[Data excerpts]

··········

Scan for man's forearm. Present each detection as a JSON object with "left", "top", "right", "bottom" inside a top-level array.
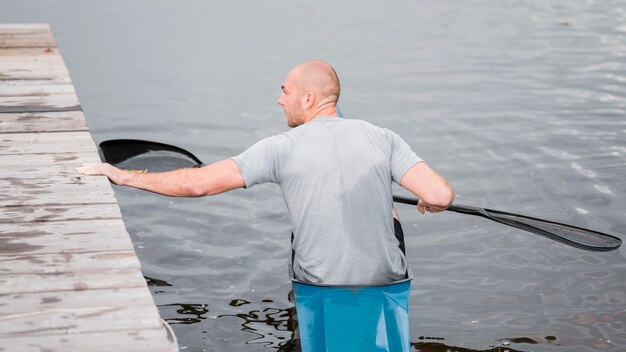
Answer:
[
  {"left": 77, "top": 159, "right": 245, "bottom": 197},
  {"left": 118, "top": 167, "right": 206, "bottom": 197}
]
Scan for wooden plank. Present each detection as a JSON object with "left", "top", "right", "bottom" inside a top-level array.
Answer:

··········

Task -
Drop the images and return the data verbatim.

Reply -
Scan for man's forearm. Present each detection as a JSON object with "left", "top", "right", "bottom" inside a top-level array.
Answer:
[
  {"left": 77, "top": 159, "right": 245, "bottom": 197},
  {"left": 118, "top": 167, "right": 206, "bottom": 197}
]
Scan for wooden plank. Present each detection as a JSON object with "left", "top", "right", "bottom" inside a top-level array.
Answer:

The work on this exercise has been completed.